• _所给条目_:
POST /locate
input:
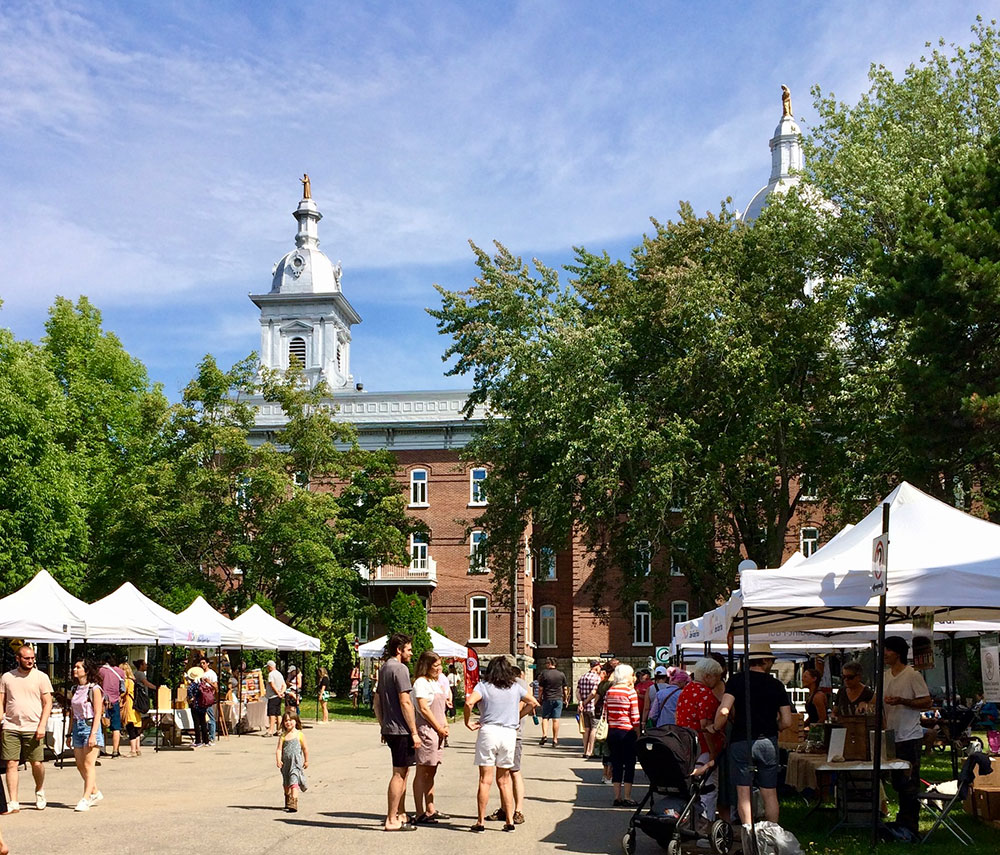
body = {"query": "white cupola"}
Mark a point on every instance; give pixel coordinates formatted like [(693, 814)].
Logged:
[(787, 160), (305, 316)]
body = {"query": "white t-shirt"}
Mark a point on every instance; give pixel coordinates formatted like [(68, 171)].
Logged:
[(275, 684), (426, 689), (907, 684)]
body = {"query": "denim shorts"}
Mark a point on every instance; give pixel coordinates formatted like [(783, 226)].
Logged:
[(765, 757), (551, 709), (81, 733)]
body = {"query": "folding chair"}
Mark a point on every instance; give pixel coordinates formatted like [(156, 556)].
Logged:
[(941, 798)]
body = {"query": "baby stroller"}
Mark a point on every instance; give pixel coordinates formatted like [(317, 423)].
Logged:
[(667, 755)]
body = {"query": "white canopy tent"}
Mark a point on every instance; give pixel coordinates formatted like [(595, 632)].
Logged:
[(43, 611), (169, 629), (204, 619), (258, 623), (939, 558), (443, 647)]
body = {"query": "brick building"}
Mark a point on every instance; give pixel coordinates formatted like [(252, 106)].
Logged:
[(306, 315)]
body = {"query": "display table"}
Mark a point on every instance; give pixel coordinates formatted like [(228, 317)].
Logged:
[(254, 716), (854, 789), (801, 770)]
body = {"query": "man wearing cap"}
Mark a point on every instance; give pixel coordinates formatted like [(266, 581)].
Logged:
[(275, 692), (770, 710), (905, 695), (586, 687)]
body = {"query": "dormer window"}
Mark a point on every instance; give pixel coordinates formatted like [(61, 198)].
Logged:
[(297, 349)]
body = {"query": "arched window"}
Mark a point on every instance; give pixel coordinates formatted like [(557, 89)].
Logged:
[(547, 626), (418, 487), (642, 623), (297, 349), (478, 624), (678, 614)]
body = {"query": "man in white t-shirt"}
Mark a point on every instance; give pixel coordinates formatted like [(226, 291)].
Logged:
[(212, 678), (275, 691), (905, 695)]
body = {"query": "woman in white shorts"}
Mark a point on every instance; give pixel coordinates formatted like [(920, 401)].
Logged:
[(501, 700)]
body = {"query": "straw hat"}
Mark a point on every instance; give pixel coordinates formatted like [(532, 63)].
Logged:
[(760, 651)]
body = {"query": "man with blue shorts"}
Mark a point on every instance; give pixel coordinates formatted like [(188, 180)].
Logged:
[(554, 692), (755, 754)]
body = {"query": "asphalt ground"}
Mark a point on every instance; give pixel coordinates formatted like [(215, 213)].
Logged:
[(228, 799)]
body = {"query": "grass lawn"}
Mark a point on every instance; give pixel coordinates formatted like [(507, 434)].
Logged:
[(812, 831)]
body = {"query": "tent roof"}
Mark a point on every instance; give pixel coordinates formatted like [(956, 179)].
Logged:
[(939, 558), (204, 619), (443, 647), (256, 622), (130, 603), (44, 611)]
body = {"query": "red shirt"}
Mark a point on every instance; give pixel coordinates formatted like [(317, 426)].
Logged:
[(621, 705), (698, 702)]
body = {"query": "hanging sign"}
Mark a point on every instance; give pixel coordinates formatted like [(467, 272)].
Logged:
[(990, 659), (471, 670), (922, 646), (880, 564)]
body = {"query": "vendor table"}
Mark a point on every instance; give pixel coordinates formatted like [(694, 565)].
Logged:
[(854, 789)]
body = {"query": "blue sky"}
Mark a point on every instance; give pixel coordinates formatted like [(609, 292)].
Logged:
[(150, 151)]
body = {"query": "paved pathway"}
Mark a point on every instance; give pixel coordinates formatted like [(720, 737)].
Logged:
[(228, 800)]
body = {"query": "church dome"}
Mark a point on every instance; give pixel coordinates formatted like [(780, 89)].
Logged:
[(787, 160), (306, 269)]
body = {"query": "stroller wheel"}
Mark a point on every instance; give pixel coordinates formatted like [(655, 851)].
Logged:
[(720, 836), (628, 842)]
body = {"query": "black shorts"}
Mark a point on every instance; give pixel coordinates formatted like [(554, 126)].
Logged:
[(401, 747)]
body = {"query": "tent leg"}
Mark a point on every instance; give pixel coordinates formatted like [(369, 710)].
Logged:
[(754, 849), (879, 692)]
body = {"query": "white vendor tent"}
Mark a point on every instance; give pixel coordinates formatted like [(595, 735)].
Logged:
[(169, 629), (43, 611), (204, 619), (443, 647), (258, 623), (939, 558)]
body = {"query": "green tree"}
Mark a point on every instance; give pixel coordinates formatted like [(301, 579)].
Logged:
[(406, 614), (663, 406), (893, 164), (43, 519)]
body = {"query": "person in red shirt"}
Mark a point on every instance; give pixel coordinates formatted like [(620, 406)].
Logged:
[(621, 706), (696, 708)]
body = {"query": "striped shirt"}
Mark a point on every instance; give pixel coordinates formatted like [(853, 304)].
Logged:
[(585, 688), (621, 705)]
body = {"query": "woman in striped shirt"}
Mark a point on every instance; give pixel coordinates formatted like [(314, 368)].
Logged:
[(621, 706)]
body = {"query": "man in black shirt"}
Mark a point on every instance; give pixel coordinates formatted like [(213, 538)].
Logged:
[(555, 693), (770, 710)]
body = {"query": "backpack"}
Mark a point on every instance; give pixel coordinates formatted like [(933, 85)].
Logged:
[(140, 703), (206, 694)]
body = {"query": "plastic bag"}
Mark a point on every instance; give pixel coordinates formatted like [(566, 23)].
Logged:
[(772, 839)]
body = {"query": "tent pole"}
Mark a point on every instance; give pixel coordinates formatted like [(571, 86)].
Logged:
[(754, 849), (879, 692), (239, 709)]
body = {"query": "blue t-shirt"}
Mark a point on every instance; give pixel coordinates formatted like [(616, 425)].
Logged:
[(664, 706), (500, 706)]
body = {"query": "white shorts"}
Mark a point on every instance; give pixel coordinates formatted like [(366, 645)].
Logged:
[(495, 746)]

• _练习目标_:
把上面的全部条目一字不差地照抄一遍，答案里不要放图片。

• _参考答案_:
POST /locate
input:
body = {"query": "white cupola"}
Mark a point on every instance; give pixel coordinates formatted like [(693, 814)].
Logged:
[(787, 160), (305, 316)]
body = {"query": "white t-shirt"}
Mark a point on every instance; give pixel coordinates formatted like [(68, 171)].
Logged:
[(275, 684), (426, 689), (907, 684)]
body = {"query": "denim shorts"}
Mark a point on every instance; give pixel coordinates formatted like [(783, 226)].
Logged:
[(765, 757), (551, 709), (81, 733)]
body = {"query": "folding chair"}
Mark a point on every instance; give pixel coordinates formatted like [(156, 556)].
Logged:
[(941, 798)]
body = {"query": "baby stroller"}
Mark a point on every instance; give pixel coordinates formatted like [(317, 423)].
Logged:
[(667, 755)]
body = {"query": "white canopy tent"}
Mark a point on every instance; give pixel coordinates formatted like [(595, 632)].
Logged:
[(43, 611), (169, 629), (204, 619), (258, 623), (939, 558), (443, 647)]
body = {"query": "brick building"}
Mark a point on every instance; give pixel coordinates formatted like [(252, 106)].
Logged:
[(306, 315)]
body = {"query": "display table"}
Mark a point on every instance; give pixel coordinates formatted like [(228, 317)].
Logged:
[(254, 716), (854, 789), (801, 770)]
body = {"query": "man wearing cap"}
Mark a point on every instance; give pixel coordinates formatted like [(266, 581)].
Logged:
[(275, 692), (770, 710), (905, 695), (586, 687)]
body = {"query": "dormer window"}
Mark a point on every instance; give pixel coordinates formatted like [(61, 198)].
Logged:
[(297, 349)]
body = {"query": "arched window"}
Mark a point on every instance; give pixel coordinates formatted like [(557, 89)].
Logged:
[(547, 626), (418, 487), (642, 623), (297, 349), (478, 624), (678, 614)]
body = {"query": "man in white t-shirt"}
Mark a point on every instance; give pixel coordinates formatted like [(226, 291)].
Logged:
[(212, 678), (275, 691), (905, 695)]
body = {"query": "woman in white shorts"}
Mark a point on every instance; give pixel coordinates formatted like [(920, 401)].
Logged:
[(501, 700)]
body = {"query": "straw hat"}
Mark a point on every instance; give pixel coordinates formatted like [(532, 63)].
Logged:
[(760, 651)]
body = {"query": "man with blue shorts"}
Mark a point on every instance; give pixel coordinates formatted like [(188, 180)].
Logged:
[(554, 692), (755, 754)]
body = {"query": "asphalt ground"}
Mark a point on every instance; give pixel coordinates formatted like [(215, 213)].
Logged:
[(228, 799)]
body = {"query": "grass lawn"}
Mark a point on every instance; give pixel coordinates formatted like [(507, 434)].
Logged:
[(812, 831)]
body = {"query": "tent roof"}
Mark a point on every instance; give pixel coordinates formatted like [(956, 179)].
Logged:
[(939, 558), (204, 619), (443, 647), (256, 622), (130, 603), (44, 611)]
body = {"query": "red shirt"}
Mark a point on every instance; give pixel coordinates formatted like [(317, 426)].
Logged:
[(621, 705), (698, 702)]
body = {"query": "hanging sign"}
Mark a point on every instance; give pixel coordinates formatted like [(467, 272)].
Logged:
[(990, 659), (471, 670), (922, 646), (880, 564)]
body = {"query": "vendor table"}
Mark a point on every instance; give pixel coordinates formatted like [(694, 565)].
Logged:
[(854, 789)]
body = {"query": "blue sky"}
Mark a point on every instance; give pixel coordinates formatted like [(609, 292)].
Logged:
[(150, 151)]
body = {"query": "paved pathway"}
Mark a point on every instance; give pixel coordinates formatted like [(720, 737)].
Logged:
[(228, 800)]
body = {"query": "church dome"}
Mark a point on every instance; give pixel coordinates formatted like [(780, 89)].
Logged:
[(787, 160), (306, 269)]
body = {"query": "stroller wheel"}
Mark a point on every instance; give pixel coordinates formatted like [(655, 851)].
Logged:
[(720, 836), (628, 842)]
body = {"query": "black shorts"}
Mark a point on every instance; give pixel coordinates formatted like [(554, 126)].
Logged:
[(401, 747)]
body = {"query": "tent leg"}
Mark a point on every instance; give pixel coordinates formatted like [(369, 710)].
Logged:
[(754, 849), (879, 692)]
body = {"query": "white vendor tent"}
Mark a point on every instance; give pixel coordinates formatted like [(595, 735)].
Logged:
[(169, 629), (43, 611), (204, 619), (443, 647), (258, 623), (939, 558)]
body = {"query": "green tree"}
Mark a point on every instance; give pixel coordinates formatted like [(301, 579)].
Logged:
[(406, 614), (663, 406), (893, 164), (43, 519)]
body = {"query": "person in red shirt"}
Mark a point on every instance; give pixel coordinates formatted like [(620, 406)].
Logged:
[(621, 706), (696, 708)]
body = {"query": "striped shirt"}
Mark a point on every instance; give pixel coordinates formatted like [(853, 304)].
Logged:
[(585, 688), (621, 705)]
body = {"query": "woman in striped shirt"}
Mark a point on every instance; give pixel coordinates formatted like [(314, 368)].
Logged:
[(621, 706)]
body = {"query": "man in black shirt"}
Mark a point on every instance; give pixel coordinates formatted like [(213, 538)].
Logged:
[(555, 693), (770, 710)]
body = {"query": "backpack"}
Mark a point on every instance; give pixel coordinates formatted like [(933, 85)].
Logged:
[(140, 703), (206, 694)]
body = {"query": "plastic bag"}
Mark a point on every instance; give pixel coordinates formatted like [(566, 23)].
Logged:
[(772, 839)]
body = {"query": "tent pole"}
Mark a point on every instance; give pixel coordinates formatted like [(571, 86)].
Logged:
[(754, 849), (879, 692), (239, 709)]
body = {"query": "blue t-shirt"}
Mark a point on every instance; give pixel coordinates formatted like [(616, 425)].
Logged:
[(664, 706), (500, 706)]
body = {"query": "white shorts"}
Mark a point on every instance; give pixel coordinates formatted like [(366, 645)].
Logged:
[(495, 746)]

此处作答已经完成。